> Your instructions
Could you say how many lines in the records include "pendant"? Please give the number by itself.

● ● ● ● ●

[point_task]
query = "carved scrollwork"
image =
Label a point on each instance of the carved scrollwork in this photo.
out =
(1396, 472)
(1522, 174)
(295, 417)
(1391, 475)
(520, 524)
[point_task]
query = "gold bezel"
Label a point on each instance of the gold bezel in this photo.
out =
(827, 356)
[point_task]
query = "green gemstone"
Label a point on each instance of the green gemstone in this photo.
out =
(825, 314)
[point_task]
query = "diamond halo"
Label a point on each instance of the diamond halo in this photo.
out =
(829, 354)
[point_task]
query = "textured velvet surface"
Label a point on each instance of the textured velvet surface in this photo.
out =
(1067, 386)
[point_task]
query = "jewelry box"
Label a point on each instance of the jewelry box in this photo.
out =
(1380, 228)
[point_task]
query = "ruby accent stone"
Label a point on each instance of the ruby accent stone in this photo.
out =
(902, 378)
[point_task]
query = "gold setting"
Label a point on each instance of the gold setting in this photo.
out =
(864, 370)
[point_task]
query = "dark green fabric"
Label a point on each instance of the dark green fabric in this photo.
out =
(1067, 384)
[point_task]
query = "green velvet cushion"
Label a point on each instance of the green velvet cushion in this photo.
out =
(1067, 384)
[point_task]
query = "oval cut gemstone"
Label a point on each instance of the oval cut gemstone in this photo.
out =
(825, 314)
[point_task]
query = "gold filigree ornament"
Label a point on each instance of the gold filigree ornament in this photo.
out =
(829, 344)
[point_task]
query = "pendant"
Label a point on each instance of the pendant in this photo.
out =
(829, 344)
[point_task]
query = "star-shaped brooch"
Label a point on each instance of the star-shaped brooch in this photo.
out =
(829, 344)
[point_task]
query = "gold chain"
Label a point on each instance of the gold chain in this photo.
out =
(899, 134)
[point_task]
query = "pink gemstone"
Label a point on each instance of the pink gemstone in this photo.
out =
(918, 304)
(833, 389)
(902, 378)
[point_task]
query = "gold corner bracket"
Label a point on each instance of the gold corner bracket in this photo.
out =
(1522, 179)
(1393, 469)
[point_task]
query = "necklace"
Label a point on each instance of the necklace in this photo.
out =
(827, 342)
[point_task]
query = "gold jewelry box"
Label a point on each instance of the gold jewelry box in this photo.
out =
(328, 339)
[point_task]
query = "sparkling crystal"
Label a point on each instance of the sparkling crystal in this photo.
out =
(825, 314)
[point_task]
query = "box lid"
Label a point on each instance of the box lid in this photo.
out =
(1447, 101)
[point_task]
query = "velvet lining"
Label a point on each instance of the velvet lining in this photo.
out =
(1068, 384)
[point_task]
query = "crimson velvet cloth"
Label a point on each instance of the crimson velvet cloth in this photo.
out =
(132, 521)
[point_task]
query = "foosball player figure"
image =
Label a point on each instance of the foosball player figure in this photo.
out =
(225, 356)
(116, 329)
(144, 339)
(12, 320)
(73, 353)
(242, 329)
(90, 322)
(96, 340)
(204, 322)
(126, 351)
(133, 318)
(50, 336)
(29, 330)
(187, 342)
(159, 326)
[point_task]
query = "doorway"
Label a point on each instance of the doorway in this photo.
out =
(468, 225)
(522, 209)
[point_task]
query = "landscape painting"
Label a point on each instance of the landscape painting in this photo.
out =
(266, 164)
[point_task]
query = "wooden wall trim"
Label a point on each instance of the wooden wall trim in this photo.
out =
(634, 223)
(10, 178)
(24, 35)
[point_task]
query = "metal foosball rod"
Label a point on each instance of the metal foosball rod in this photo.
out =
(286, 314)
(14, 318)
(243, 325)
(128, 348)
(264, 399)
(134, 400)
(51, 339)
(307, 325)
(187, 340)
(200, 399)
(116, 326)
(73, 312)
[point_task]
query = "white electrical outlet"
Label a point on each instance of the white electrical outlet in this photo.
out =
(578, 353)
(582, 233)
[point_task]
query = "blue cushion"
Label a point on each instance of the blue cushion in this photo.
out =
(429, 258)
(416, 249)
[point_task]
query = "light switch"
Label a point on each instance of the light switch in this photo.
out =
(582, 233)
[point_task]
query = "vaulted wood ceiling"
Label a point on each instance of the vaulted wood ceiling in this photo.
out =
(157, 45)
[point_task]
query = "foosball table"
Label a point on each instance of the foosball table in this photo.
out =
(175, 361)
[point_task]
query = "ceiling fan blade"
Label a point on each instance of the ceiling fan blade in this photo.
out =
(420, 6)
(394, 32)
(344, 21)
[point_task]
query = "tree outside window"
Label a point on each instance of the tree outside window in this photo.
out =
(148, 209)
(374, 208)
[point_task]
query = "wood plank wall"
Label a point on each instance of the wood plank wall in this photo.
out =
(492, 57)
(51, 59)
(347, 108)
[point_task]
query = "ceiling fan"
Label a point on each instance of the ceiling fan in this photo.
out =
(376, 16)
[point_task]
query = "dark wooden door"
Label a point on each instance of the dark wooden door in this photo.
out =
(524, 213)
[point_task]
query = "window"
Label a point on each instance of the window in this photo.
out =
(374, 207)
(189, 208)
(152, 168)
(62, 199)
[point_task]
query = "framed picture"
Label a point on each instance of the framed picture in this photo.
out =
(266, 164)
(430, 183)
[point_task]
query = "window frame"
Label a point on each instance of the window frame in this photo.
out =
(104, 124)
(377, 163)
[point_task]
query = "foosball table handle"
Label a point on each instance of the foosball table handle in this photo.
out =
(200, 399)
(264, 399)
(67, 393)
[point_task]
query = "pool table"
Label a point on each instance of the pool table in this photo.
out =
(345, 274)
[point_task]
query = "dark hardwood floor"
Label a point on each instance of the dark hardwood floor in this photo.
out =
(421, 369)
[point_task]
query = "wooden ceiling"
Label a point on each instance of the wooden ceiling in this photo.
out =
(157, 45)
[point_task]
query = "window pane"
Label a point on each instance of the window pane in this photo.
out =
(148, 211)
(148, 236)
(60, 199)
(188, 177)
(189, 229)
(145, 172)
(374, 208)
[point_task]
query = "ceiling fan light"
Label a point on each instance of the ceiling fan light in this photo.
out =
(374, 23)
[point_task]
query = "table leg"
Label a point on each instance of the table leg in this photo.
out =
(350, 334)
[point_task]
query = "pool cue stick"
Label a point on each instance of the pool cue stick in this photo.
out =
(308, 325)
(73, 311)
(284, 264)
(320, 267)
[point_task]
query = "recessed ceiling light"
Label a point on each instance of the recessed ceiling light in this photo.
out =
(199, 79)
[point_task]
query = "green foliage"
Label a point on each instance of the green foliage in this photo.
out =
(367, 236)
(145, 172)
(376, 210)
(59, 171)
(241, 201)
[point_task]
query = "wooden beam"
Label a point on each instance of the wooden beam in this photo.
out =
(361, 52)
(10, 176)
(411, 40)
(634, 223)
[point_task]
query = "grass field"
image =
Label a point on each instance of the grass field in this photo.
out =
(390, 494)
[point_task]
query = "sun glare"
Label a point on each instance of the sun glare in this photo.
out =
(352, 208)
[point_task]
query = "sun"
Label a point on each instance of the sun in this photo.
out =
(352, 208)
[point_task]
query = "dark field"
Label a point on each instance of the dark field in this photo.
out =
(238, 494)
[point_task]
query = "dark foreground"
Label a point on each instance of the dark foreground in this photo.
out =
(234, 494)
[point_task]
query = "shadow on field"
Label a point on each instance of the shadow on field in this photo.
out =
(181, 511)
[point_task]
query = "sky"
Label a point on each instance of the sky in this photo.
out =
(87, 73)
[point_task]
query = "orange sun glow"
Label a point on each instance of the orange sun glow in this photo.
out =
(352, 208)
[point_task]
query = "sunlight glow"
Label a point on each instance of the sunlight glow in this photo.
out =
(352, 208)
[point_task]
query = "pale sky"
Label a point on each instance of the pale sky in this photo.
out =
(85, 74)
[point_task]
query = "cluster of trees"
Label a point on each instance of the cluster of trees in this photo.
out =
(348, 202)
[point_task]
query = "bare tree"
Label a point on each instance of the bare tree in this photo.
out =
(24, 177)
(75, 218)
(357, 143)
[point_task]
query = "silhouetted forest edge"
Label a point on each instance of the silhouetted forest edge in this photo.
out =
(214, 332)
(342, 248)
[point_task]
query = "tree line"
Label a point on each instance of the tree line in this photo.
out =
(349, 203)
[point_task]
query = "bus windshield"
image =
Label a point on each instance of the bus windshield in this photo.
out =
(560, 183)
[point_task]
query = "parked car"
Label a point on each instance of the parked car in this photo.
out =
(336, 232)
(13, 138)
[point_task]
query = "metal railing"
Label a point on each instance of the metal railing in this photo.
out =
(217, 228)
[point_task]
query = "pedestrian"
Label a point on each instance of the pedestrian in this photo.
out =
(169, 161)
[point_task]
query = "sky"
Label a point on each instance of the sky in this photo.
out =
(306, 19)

● ● ● ● ●

> Response below
2